Work to do:
Convert the records below into a two-column CSV with the header instruction,coordinates and one row per record. Put each record's wording and its answer in one quoted field each, replacing line breaks with spaces.

# # # # # # #

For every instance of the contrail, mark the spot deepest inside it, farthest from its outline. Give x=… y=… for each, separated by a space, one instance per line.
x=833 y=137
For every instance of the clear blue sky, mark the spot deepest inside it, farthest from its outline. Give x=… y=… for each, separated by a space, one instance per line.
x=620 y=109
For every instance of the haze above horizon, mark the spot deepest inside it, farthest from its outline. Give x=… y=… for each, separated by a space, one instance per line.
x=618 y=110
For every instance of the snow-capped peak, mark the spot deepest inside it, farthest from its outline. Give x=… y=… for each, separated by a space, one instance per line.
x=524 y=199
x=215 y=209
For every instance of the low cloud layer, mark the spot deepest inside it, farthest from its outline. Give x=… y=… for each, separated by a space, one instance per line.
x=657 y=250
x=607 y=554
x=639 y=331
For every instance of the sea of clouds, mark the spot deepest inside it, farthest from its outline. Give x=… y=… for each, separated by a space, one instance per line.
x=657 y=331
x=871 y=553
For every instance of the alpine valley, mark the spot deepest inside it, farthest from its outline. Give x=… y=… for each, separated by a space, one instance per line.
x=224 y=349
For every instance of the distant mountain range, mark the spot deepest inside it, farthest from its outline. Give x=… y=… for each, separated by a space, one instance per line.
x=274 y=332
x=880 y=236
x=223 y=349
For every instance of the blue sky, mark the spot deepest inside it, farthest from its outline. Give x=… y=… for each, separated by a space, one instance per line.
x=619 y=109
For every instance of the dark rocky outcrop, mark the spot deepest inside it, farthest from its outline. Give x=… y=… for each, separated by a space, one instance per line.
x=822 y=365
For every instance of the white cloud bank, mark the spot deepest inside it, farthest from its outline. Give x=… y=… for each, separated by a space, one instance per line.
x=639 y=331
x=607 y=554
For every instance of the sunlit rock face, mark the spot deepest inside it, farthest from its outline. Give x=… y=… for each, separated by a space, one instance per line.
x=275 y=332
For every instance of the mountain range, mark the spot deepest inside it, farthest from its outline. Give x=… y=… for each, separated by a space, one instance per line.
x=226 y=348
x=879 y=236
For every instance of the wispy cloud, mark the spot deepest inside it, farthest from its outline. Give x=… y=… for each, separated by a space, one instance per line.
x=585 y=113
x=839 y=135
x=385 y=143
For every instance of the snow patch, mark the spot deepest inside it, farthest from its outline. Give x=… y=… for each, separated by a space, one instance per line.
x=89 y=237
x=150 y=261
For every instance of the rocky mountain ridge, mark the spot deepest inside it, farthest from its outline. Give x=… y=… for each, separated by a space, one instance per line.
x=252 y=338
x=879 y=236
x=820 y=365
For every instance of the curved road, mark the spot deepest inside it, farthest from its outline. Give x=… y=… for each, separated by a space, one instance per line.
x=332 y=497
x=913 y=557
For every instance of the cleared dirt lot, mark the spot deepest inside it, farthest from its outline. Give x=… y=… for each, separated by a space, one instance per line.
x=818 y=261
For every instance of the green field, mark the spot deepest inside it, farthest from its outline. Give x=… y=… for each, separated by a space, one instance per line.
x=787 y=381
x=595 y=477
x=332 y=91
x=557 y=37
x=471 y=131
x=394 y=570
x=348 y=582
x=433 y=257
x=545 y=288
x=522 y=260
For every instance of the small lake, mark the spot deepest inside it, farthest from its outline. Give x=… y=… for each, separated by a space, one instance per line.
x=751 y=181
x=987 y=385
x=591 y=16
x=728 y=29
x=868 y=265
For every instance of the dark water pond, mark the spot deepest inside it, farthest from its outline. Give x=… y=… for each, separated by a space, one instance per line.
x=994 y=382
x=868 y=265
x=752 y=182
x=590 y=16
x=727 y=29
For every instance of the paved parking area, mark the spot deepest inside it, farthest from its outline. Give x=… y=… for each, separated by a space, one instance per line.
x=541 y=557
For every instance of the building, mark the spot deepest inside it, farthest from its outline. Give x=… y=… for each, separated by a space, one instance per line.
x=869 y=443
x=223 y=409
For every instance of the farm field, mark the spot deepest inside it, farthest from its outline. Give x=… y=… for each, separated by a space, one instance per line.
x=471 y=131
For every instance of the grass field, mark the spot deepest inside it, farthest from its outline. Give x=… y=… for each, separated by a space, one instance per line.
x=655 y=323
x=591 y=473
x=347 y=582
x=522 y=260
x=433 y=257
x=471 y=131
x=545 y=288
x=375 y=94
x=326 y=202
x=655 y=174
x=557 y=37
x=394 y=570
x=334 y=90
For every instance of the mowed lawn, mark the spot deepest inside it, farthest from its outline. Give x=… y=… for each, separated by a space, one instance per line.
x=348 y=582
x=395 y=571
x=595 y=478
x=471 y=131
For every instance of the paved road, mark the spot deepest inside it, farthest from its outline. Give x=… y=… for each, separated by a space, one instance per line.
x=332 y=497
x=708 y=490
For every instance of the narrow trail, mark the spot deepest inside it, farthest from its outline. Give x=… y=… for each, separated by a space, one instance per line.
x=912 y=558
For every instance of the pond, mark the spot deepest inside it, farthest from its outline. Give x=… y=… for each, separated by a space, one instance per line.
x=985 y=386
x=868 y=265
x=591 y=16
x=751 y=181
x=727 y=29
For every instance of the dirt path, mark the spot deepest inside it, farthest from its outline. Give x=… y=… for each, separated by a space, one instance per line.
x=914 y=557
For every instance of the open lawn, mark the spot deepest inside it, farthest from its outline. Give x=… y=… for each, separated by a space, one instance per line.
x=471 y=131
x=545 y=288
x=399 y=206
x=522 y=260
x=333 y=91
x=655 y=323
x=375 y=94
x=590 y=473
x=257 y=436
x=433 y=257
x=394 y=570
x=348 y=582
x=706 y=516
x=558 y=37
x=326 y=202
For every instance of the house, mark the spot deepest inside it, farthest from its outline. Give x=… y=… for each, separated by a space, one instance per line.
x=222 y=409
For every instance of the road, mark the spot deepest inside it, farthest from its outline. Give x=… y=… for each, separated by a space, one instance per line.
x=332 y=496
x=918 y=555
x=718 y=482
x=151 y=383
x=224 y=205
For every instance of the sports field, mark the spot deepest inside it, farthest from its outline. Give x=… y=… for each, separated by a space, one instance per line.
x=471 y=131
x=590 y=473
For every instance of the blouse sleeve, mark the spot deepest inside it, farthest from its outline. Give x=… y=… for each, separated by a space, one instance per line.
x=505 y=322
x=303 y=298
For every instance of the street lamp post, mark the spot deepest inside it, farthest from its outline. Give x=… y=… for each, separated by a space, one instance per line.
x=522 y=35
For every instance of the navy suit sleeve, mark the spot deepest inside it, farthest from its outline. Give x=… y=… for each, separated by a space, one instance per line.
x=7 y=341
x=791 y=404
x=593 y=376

# # # # # # #

Solution to the exercise:
instruction,coordinates
"For every instance of the contrail, mark the spot deepest inside it, farthest from its outline. Give x=… y=… for each, separated by a space, one instance per line.","x=833 y=137"
"For every instance of the clear blue sky, mark the spot deepest inside it, farthest from its outline. Give x=… y=… for each, separated by a space, one instance per line.","x=620 y=109"
"For every instance of the haze above horizon, mark the spot deepest inside it, farthest from its outline. Give x=… y=… for each, separated by a space, one instance per line.","x=618 y=110"
"For every instance of the snow-capped peak, mark the spot deepest inside it, farthest from its outline. Give x=… y=… for each, separated by a space, one instance per line.","x=524 y=199 x=215 y=209"
"For every instance of the low cloud layer, mark the spot deepest inside it, farthest from its outline. Give x=… y=… for each, separated by a space, one instance per line.","x=657 y=250 x=607 y=554 x=639 y=331"
"For every instance of the sea of clouds, mark the spot deepest inside it, farthest from its outline. Give x=… y=… for each, separated by a space, one instance per line.","x=657 y=331 x=871 y=553"
"For every instance of the alpine valley, mark the spot deepest inside it, farthest from its outline. Give x=… y=… for each, separated by a space, one instance per line.","x=224 y=349"
"For every instance of the distant mountain range, mark the spot deepest inside it, farthest from its outline. Give x=… y=… for each, separated by a space, one instance per line.","x=274 y=332 x=880 y=236 x=223 y=349"
"For every instance of the blue sky, mark the spot deepest inside it, farthest from its outline. Give x=… y=… for each, separated by a space, one instance per line.","x=619 y=109"
"For every instance of the dark rocky outcrop, mark the spot deepest inside it, farthest from its outline. Give x=… y=… for each, separated by a space, one instance per line.","x=822 y=365"
"For every instance of the white cloud bank, mark the spot deepest inside it, farthest from its outline. Give x=… y=… for each, separated by a space, one instance per line.","x=639 y=331 x=607 y=554"
"For every instance of the sunlit rock face, mark the spot deepest inside it, farthest from its outline. Give x=… y=… for each, separated by a space, one instance per line.","x=275 y=332"
"For every instance of the mountain range, mark the spot deepest inside it, farthest from its outline. Give x=… y=… for each, separated by a space, one instance per line.","x=226 y=348 x=879 y=236"
"For every instance of the wispy cloud, mark the spot deepest inside it, farthest from its outline. Give x=… y=… for each, separated by a space, one instance per line.","x=585 y=113 x=839 y=135 x=385 y=143"
"For every instance of the snow patch, mark the spot deepest inside it, farthest from its outline. Give x=… y=… for each, separated by a space, one instance per line.","x=89 y=237 x=150 y=261"
"For every instance of the rocky mountain ridge, mark the spot deepest inside it, farthest from its outline. Give x=… y=… for each, separated by a space, one instance per line.","x=252 y=338 x=879 y=236 x=820 y=365"
"For every instance of the curved road, mark the spot deepest inside it, farthest from its outline. Give x=… y=… for each, separated by a space, one instance per line.","x=332 y=497 x=913 y=557"
"For every instance of the cleared dirt lot, mark the spot deepest inside it, farthest from its outline. Give x=… y=… for each, separated by a space, one instance per line.","x=818 y=261"
"For every instance of the green field, mark the spot deepest inside it, farthest from its outline. Give x=… y=… for each, separated by a space, one instance per line.","x=787 y=381 x=595 y=477 x=332 y=91 x=557 y=37 x=471 y=131 x=394 y=570 x=348 y=582 x=433 y=257 x=545 y=288 x=522 y=260"
"For every instance of the small lake, mark the spot deepest inside it, farthest from its outline. Give x=… y=… for each, separated by a space, one instance per line.","x=751 y=181 x=987 y=385 x=591 y=16 x=728 y=29 x=868 y=265"
"For every instance of the dark water pond, mark the spot deepest inside it, farthest from its outline. Give x=… y=… for each, separated by a space, one instance per line.","x=994 y=382 x=868 y=265 x=752 y=182 x=590 y=16 x=727 y=29"
"For every instance of the paved parking area, mark the spot deepest inside it, farthest from its outline. Give x=… y=… for each, separated by a space, one instance per line.","x=541 y=557"
"For every instance of the building, mark the spot deepest inside it, farthest from its outline. Give x=… y=… for each, separated by a space, one instance per line.","x=869 y=443 x=223 y=409"
"For every instance of the farm field, mark the spot deepest inside it, farthest from its outline. Give x=… y=… for each, separated by a space, one instance per line.","x=471 y=131"
"For every instance of the grass field, mark the spot deepest inside it, farthest from its outline. Give x=… y=… for each, separated by a space, one instance per line.","x=655 y=323 x=591 y=473 x=347 y=582 x=522 y=260 x=433 y=257 x=471 y=131 x=545 y=288 x=375 y=94 x=326 y=202 x=655 y=174 x=557 y=37 x=394 y=570 x=334 y=90"
"For every instance of the mowed lawn, mark the spot deepest inside it, farthest from its outline. Give x=… y=… for each, separated by a space, one instance per line.","x=348 y=582 x=395 y=571 x=595 y=478 x=471 y=131"
"For every instance of the paved road, mark the spot deepest inside it, farthest from its outline. Give x=… y=… for each, separated by a space, one instance per line.","x=332 y=497 x=708 y=490"
"For every instance of the narrow trail, mark the spot deepest inside it, farthest from its outline. Give x=… y=… for each, separated by a space, one instance per line.","x=912 y=558"
"For every instance of the pond, mark the spot deepest inside it, farthest from its outline. Give x=… y=… for each, separated by a space, one instance per line.","x=985 y=386 x=868 y=265 x=591 y=16 x=751 y=181 x=727 y=29"
"For every instance of the dirt path, mark the spot deepest inside it, farthest from its outline. Give x=… y=… for each, separated by a space, one instance per line.","x=914 y=557"
"For every instance of the open lawn, mark the spot deepest inside it, farthest from its outline. Give x=… y=… for each, separated by a space, one instance per line.","x=471 y=131 x=545 y=288 x=399 y=206 x=522 y=260 x=333 y=91 x=655 y=323 x=375 y=94 x=590 y=473 x=257 y=436 x=433 y=257 x=394 y=570 x=348 y=582 x=706 y=516 x=558 y=37 x=326 y=202"
"For every instance of the house, mark the spot deepest inside it, farthest from its outline. Give x=… y=… for each, separated by a space, one instance per line.","x=222 y=409"
"For every instance of the road, mark the spot deepest inside it, farthest from its outline. Give x=… y=… for each, separated by a space, one instance per line.","x=332 y=496 x=918 y=555 x=718 y=482 x=151 y=383 x=224 y=205"
"For every instance of the sports field, mark the spot deepest inside it, farthest from its outline. Give x=… y=… for each, separated by a space, one instance per line.","x=471 y=131 x=590 y=473"
"For every instance of the blouse sleeve, mark the spot deepest inside it, farthest from its outline. Give x=… y=… for each, separated by a space, one instance per line.","x=505 y=322 x=303 y=298"
"For every instance of the street lamp post, mark the spot deepest inside it, farthest from its outline. Give x=… y=… for each, separated by a space, one instance per line.","x=522 y=35"
"For every instance of the navy suit sleeve, mark the spot deepest inside it, farthest from its outline. Give x=… y=… for each, separated by a space, one instance per line.","x=7 y=341 x=791 y=404 x=593 y=376"